Copying task for the records below: reproduce each one exactly and drop the pictures.
* * * *
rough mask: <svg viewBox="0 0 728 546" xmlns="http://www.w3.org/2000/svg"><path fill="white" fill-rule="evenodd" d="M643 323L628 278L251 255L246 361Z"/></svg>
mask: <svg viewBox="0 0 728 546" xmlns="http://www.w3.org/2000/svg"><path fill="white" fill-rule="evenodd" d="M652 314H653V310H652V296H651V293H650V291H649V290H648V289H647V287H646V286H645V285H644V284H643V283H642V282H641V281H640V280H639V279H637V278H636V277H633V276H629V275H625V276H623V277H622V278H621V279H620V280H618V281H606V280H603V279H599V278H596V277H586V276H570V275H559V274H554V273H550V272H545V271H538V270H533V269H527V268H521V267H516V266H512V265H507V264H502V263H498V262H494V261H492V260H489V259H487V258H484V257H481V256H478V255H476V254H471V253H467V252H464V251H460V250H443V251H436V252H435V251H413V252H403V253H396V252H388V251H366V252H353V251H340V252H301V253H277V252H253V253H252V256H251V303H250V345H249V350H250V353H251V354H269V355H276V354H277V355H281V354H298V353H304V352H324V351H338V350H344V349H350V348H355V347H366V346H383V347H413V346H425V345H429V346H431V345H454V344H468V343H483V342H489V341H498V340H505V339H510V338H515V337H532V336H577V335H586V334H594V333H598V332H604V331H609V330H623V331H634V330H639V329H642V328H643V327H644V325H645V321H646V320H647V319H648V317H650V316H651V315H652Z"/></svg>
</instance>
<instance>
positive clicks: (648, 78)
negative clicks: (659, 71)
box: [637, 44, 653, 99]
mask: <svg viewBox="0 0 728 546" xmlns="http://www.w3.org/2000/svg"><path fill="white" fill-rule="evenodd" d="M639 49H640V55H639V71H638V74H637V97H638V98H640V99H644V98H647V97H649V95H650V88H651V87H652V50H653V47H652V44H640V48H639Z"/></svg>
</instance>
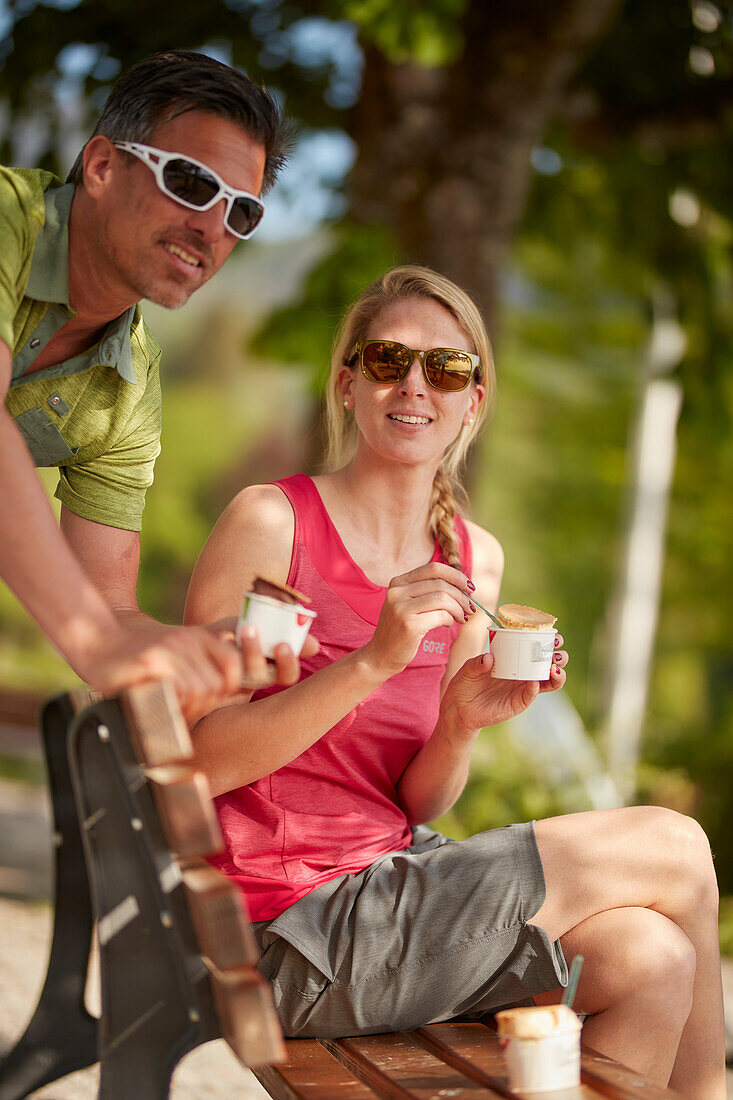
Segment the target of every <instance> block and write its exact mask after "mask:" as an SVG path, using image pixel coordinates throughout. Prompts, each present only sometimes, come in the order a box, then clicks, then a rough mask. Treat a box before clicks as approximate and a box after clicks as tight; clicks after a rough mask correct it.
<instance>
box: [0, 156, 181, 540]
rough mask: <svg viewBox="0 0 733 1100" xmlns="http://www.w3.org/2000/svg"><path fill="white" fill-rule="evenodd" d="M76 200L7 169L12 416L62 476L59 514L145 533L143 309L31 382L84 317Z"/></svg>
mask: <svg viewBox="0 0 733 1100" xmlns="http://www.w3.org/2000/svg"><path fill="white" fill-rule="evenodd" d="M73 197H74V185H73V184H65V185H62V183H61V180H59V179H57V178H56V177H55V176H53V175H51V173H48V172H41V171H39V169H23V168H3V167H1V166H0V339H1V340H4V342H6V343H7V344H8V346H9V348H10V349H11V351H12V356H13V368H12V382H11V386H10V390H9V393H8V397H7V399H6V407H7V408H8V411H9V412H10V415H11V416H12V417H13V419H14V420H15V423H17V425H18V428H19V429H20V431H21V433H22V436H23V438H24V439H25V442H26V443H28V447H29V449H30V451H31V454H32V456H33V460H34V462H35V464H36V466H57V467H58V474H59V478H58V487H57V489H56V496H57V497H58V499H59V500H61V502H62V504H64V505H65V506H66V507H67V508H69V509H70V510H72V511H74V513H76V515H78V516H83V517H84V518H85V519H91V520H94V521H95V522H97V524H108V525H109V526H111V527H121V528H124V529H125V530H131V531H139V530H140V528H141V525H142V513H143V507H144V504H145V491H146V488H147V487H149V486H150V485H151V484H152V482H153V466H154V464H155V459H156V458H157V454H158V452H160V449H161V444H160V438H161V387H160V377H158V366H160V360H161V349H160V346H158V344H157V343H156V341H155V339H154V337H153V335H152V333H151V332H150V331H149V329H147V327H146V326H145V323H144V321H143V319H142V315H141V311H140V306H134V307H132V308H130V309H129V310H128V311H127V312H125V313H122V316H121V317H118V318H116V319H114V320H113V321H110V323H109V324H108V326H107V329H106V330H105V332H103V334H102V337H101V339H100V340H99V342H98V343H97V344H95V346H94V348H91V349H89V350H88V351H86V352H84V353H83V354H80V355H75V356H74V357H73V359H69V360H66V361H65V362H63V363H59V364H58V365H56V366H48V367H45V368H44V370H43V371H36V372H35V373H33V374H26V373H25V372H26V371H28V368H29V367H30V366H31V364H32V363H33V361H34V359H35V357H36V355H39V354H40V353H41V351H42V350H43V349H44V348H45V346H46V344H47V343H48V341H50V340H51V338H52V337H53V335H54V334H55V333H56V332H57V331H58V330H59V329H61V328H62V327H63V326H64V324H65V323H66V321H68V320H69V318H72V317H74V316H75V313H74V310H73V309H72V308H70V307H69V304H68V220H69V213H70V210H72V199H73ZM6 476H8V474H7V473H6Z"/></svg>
* * * *
## [Result of the exercise]
rough mask: <svg viewBox="0 0 728 546" xmlns="http://www.w3.org/2000/svg"><path fill="white" fill-rule="evenodd" d="M643 323L628 278L251 255L246 361Z"/></svg>
mask: <svg viewBox="0 0 728 546" xmlns="http://www.w3.org/2000/svg"><path fill="white" fill-rule="evenodd" d="M652 314H653V310H652V296H651V293H650V291H649V290H648V289H647V287H646V286H645V285H644V284H643V283H642V282H641V281H640V280H639V279H637V278H636V277H633V276H629V275H625V276H623V277H622V278H621V279H620V280H618V281H606V280H603V279H599V278H596V277H586V276H570V275H559V274H554V273H550V272H545V271H538V270H533V269H527V268H521V267H516V266H512V265H507V264H502V263H498V262H494V261H492V260H489V259H487V258H484V257H481V256H478V255H476V254H471V253H467V252H464V251H460V250H443V251H436V252H435V251H413V252H403V253H396V252H388V251H366V252H353V251H340V252H301V253H277V252H253V253H252V256H251V303H250V345H249V350H250V353H251V354H269V355H276V354H277V355H281V354H298V353H304V352H324V351H338V350H344V349H350V348H355V347H366V346H383V347H413V346H425V345H429V346H431V345H454V344H468V343H483V342H489V341H498V340H505V339H510V338H515V337H532V336H577V335H586V334H594V333H598V332H604V331H609V330H623V331H634V330H639V329H642V328H643V327H644V325H645V321H646V320H647V319H648V317H650V316H651V315H652Z"/></svg>
</instance>
<instance>
positive clicks: (648, 78)
negative clicks: (659, 71)
box: [637, 44, 653, 99]
mask: <svg viewBox="0 0 728 546" xmlns="http://www.w3.org/2000/svg"><path fill="white" fill-rule="evenodd" d="M639 49H640V55H639V71H638V74H637V97H638V98H640V99H644V98H647V97H649V95H650V88H651V87H652V50H653V47H652V44H640V48H639Z"/></svg>
</instance>
Segment the target of every <instance> block and write its exact mask after "mask:" as an SVG path, using image pixel coordinates throughout. Prompts, each present only sometimes, come in the order a box, then clicks, then a rough mask. Treat a box before clicks as approximate and a box after clicks as tight; clicks after a rough mask correct it.
<instance>
box: [0, 156, 181, 540]
rough mask: <svg viewBox="0 0 733 1100" xmlns="http://www.w3.org/2000/svg"><path fill="white" fill-rule="evenodd" d="M76 200L7 169L12 416L62 476L59 514L145 533L143 309L31 382L84 317Z"/></svg>
mask: <svg viewBox="0 0 733 1100" xmlns="http://www.w3.org/2000/svg"><path fill="white" fill-rule="evenodd" d="M73 197H74V185H73V184H65V185H62V183H61V180H59V179H57V178H56V177H55V176H53V175H51V173H48V172H41V171H39V169H23V168H3V167H1V166H0V339H1V340H4V342H6V343H7V344H8V346H9V348H10V349H11V351H12V356H13V368H12V382H11V386H10V390H9V393H8V397H7V399H6V407H7V408H8V411H9V412H10V415H11V416H12V417H13V419H14V420H15V423H17V425H18V428H19V429H20V431H21V433H22V436H23V438H24V439H25V442H26V443H28V447H29V449H30V451H31V454H32V456H33V460H34V462H35V464H36V466H57V467H58V474H59V478H58V487H57V489H56V496H57V497H58V499H59V500H61V502H62V504H64V505H65V506H66V507H67V508H69V509H70V510H72V511H74V513H76V515H78V516H83V517H84V518H85V519H91V520H94V521H95V522H97V524H108V525H109V526H111V527H121V528H124V529H125V530H131V531H139V530H140V528H141V525H142V513H143V507H144V504H145V491H146V488H147V487H149V486H150V485H151V484H152V482H153V466H154V464H155V459H156V458H157V454H158V452H160V449H161V444H160V438H161V387H160V377H158V366H160V360H161V349H160V346H158V344H157V343H156V341H155V339H154V337H153V335H152V333H151V332H150V331H149V329H147V327H146V326H145V323H144V321H143V319H142V315H141V311H140V306H134V307H132V308H130V309H129V310H128V311H127V312H125V313H122V316H121V317H118V318H116V319H114V320H113V321H110V323H109V324H108V326H107V329H106V330H105V332H103V334H102V337H101V339H100V340H99V342H98V343H97V344H95V346H94V348H91V349H89V350H88V351H86V352H84V353H83V354H80V355H75V356H74V357H73V359H69V360H66V361H65V362H63V363H59V364H58V365H56V366H48V367H45V368H44V370H43V371H36V372H35V373H33V374H26V373H25V372H26V371H28V368H29V367H30V366H31V364H32V363H33V361H34V359H35V357H36V355H39V354H40V353H41V351H42V350H43V349H44V348H45V346H46V344H47V343H48V341H50V340H51V338H52V337H53V335H54V334H55V333H56V332H57V331H58V330H59V329H61V328H62V327H63V326H64V324H65V323H66V321H68V320H69V318H72V317H74V316H75V313H74V310H73V309H72V308H70V307H69V304H68V220H69V213H70V210H72V199H73ZM6 476H8V474H7V473H6Z"/></svg>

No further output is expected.